EXCERPT PROVIDED:
++++++
The Nica Act also targets senior members of the Sandanista Party and Nicaraguan Government funds held in the US. The point of the Nica Act is to apply pressure to Ortega to agree to free and fair elections, an independent judiciary and it calls for justice for those that have been killed.
The Nica Act doesn't prevent bank loans, private equity financing or gold streams. it effectively targets Government to Government lending.
A gold steam could be used to finance a BFS without diluting shareholders/issuing new shares. Permits have been granted to extract 600,000 oz gold over a 6 or 7.5 year period depending on whether production is 100k oz or 80k oz gold per annum. at $1,250 gold that $750M extracted over a 6 year period. See Denver Gold Forum presentation, videoed, on Company's website. Why doesn't the Company sell 10% of its gold in the ground for deliver in 3 years? would receive approximately $70M. Gold streams are a common why of financing gold mines and BFSs. B2Gold forward sold $100M gold to finance its new mine in Mali.
++++++
DATASET EXCERPTS:
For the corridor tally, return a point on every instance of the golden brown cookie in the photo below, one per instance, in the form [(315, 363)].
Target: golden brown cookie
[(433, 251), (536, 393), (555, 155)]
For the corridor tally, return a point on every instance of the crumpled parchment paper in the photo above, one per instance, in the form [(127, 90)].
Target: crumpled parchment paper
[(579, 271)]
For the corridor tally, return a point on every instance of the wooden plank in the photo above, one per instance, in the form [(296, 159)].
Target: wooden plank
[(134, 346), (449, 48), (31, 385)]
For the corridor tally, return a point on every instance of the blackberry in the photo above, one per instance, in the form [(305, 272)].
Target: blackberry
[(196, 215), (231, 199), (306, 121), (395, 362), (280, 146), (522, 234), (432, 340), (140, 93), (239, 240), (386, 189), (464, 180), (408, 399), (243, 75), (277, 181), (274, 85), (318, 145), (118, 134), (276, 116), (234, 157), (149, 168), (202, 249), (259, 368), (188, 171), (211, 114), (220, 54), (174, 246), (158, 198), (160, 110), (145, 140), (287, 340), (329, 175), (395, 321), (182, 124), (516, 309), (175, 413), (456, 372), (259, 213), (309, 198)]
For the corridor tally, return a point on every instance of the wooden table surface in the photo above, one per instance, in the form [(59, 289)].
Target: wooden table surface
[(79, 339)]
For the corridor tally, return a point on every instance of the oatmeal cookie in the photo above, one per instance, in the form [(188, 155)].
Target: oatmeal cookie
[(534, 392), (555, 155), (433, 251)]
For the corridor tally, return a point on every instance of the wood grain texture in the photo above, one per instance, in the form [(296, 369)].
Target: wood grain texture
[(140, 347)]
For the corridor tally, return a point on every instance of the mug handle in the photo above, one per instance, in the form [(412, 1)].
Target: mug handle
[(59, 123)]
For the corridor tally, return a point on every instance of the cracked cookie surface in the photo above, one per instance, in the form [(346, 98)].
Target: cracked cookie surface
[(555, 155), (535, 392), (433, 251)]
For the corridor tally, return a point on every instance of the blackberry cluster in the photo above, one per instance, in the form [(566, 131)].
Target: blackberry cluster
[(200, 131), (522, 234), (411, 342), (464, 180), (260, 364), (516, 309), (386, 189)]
++++++
STATED GOAL: Reproduce the passage on the Nica Act and gold financing word for word, starting at "The Nica Act doesn't" and ending at "mine in Mali.". The data comes from a separate source and has no connection to the passage on the Nica Act and gold financing.

WRITTEN SOLUTION:
The Nica Act doesn't prevent bank loans, private equity financing or gold streams. it effectively targets Government to Government lending.
A gold steam could be used to finance a BFS without diluting shareholders/issuing new shares. Permits have been granted to extract 600,000 oz gold over a 6 or 7.5 year period depending on whether production is 100k oz or 80k oz gold per annum. at $1,250 gold that $750M extracted over a 6 year period. See Denver Gold Forum presentation, videoed, on Company's website. Why doesn't the Company sell 10% of its gold in the ground for deliver in 3 years? would receive approximately $70M. Gold streams are a common why of financing gold mines and BFSs. B2Gold forward sold $100M gold to finance its new mine in Mali.